_Цитируемый отрывок_.
----------

Оспорить факты никто не мог — их очевидность была вне сомнений, оспаривалось, и это все понимали, право редакции сделать их достоянием публики. «Своих» дипломаты в обиду не давали, а критика одного из коллег — все по той же советской традиции — воспринималась как компрометация всего министерства.

— Материал тщательно проверен, — сказал я. — Ни одной ошибки в нем нет. Каждый приведенный факт подтвержден документально. А выводы делать не нам: свою миссию мы выполнили.

— И в чем же состоит ваша миссия? — многозначительно улыбаясь и пронзая меня своими бездонно голубыми глазами, спросил вельможный визитер. — Обливать помоями тех, кто на международной арене отстаивает интересы нашей с вами страны?

Я ждал, что на эту демагогическую блевотину ответит главный редактор, но он молча тянул коньяк одним уголком рта и сосал потухшую сигару другим. Опять пришлось отвечать самому — в стилистике, доступной моему собеседнику.

— Мы никого не обливаем, товарищ Стукалин, мы информируем читателя о том, что несовместимо с коммунистической моралью и советскими законами.

— Почему вам надо информировать об этом весь мир, а не партийные органы? Позвонили бы мне, мы бы разобрались и приняли меры.

— Мне кажется, информация такого рода задача не редакций, а совсем других служб. Редакции должны выпускать газеты.

Ошпаренный взгляд Стукалина заметил не только я, но и Чак.

— Идите работать, — пробудился вдруг он, и я пошел, провожаемый прищуром небесно-голубых стукал и неких глаз. Я прочитал в них свой приговор.

Со мной, однако, ничего не случилось, а Сыра изгнали. Сам он учился когда-то в МИМО, был германистом, дипломаты могли его причислять к кругу «своих». И вдруг — такой вот нож в спину… Мне показалось, что увольнение Сырокомского — это месть за «предательство».

Теперь я думаю, что дело не в этом — вряд ли такая причина, если была она, конечно, единственной, могла помешать Чаковскому, при огромных его связях, совладать с ситуацией. Значит, было нечто такое, что не смог преодолеть даже он. Или не захотел. Приунывшему коллективу сообщил лишь одно:

— Я беседовал с товарищем Зимяниным (секретарь ЦК), и он заверил меня, что увольнение Виталия Александровича никакого отношения к линии газеты не имеет. Продолжаем работать, как работали раньше.

----------

_Строки_.
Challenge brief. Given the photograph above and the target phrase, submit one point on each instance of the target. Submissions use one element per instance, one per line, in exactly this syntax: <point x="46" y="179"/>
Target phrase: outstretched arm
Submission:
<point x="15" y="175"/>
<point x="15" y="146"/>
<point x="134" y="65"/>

----------

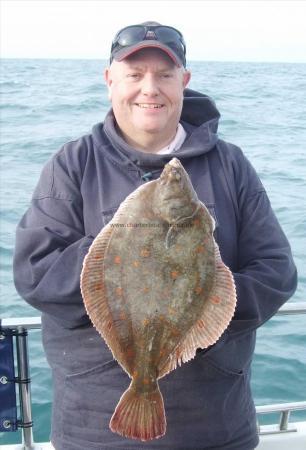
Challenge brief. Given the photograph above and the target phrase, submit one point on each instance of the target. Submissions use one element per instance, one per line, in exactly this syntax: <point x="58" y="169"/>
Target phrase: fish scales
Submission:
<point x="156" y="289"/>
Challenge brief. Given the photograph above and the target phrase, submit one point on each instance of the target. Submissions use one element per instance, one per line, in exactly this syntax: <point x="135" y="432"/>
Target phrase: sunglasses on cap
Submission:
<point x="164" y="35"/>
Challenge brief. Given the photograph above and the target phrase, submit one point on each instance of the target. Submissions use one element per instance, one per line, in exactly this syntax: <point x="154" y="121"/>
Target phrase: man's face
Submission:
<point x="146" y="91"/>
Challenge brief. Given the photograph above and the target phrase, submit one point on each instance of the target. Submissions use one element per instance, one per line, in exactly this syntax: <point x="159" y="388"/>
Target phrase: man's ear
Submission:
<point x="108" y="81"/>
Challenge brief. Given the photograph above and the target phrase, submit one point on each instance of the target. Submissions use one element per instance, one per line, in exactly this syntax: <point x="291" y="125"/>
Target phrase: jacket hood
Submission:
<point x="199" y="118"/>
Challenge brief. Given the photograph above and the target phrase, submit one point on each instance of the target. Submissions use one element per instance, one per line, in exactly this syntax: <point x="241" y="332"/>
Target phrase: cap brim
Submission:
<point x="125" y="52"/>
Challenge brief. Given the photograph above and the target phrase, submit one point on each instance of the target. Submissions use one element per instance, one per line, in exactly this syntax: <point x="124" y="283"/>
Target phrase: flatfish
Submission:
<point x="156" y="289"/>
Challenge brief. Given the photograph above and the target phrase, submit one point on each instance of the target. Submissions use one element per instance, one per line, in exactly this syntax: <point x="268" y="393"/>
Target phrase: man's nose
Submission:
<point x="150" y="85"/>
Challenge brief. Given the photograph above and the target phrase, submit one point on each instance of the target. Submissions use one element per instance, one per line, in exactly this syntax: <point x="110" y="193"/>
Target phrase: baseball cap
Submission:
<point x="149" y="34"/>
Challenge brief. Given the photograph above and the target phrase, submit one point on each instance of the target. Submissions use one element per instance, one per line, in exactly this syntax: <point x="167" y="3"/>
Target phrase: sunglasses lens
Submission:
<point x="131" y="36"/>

----------

_Описание задания_.
Напишите продолжение отрывка о столкновении редакции с дипломатами и увольнении Сырокомского, начав сразу после его последней фразы. Строки представляют собой отдельный материал и к отрывку не относятся.

_Результат_.
То обстоятельство, что и тогда, и даже теперь операция «Сырокомский» окружена столь глубокой и непроницаемой тайной, наводит на простейшую и очевидную мысль: к его изгнанию приложили руку родные службы, тоже мстившие ему за какие-то, неведомые нам, грехи перед ними. Возможно, они имели задевшую их «оперативную» (агентурную) информацию. А возможно, сами же ее смоделировали, или, попросту говоря, сочинили, чтобы посадить в освободившееся кресло совсем другого человека.

Другой вскоре пришел. Это был Юрий Петрович Изюмов, который долгие годы был ближайшим помощником Виктора Гришина, тогдашнего первого секретаря московского партийного горкома, члена политбюро, мечтавшего втайне о месте генсека. Свою близость к Гришину Изюмов никогда не скрывал, но имени его, как имя Господа всуе, не произносил. Имя заменял эвфемизм. «Один-высокоответственный-партийный-товарищ,-которого-я-глубоко-уважаю», — говорил он при случае, и все понимали, о ком идет речь. Однажды я сказал Богату, что это самый длинный псевдоним, который я когда-либо слышал. Определение мое прижилось. Многие потом в редакции вместо «Гришин» говорили: «Самый длинный псевдоним» или еще прозрачнее: «Товарищ псевдоним». Последующий крах Гришина не привел автоматически к краху Изюмова: у него были другие, весьма прочные, связи.

Атмосфера в газете с его приходом стала иной. Воцарился — не сразу, но воцарился — какой-то типично партийный дух, который не мог, конечно, полностью ликвидировать то, что уже стало в газете привычным, и, однако же, исчезли раскованность, непринужденность. Чаще, чем раньше, посещали редакцию немые фельдъегери, приносившие какие-то секретные бумаги, после чего невесть откуда взявшиеся статьи — вполне определенного направления — оказывались на газетных страницах. Даже, случалось, вытесняли те, которые были подготовлены заранее и уже стояли в сверстанной полосе.

Появились и зримые плоды близости к самым верхам. Изюмов пробил для редакции просторное семиэтажное здание возле Сретенки (до настам размещалась Дирекция культурных программ московской Олимпиады), даже у меня впервые появился крохотный трехметровый кабинетик (до этого, в здании на Цветном бульваре, был один десятиметровый на шестерых), но по коридорам передвигались бесшумно, как в постылых советских офисах, где по журналистской службе мне приходилось бывать.

Публиковаться стало труднее, и однако пожаловаться на то, что перед острыми материалами опустился шлагбаум, я не могу. Погоду все равно делал Чак, а не Изюмов. Вольный дух — при таком коллективе — никто подавить не мог. Но лавировать стало труднее.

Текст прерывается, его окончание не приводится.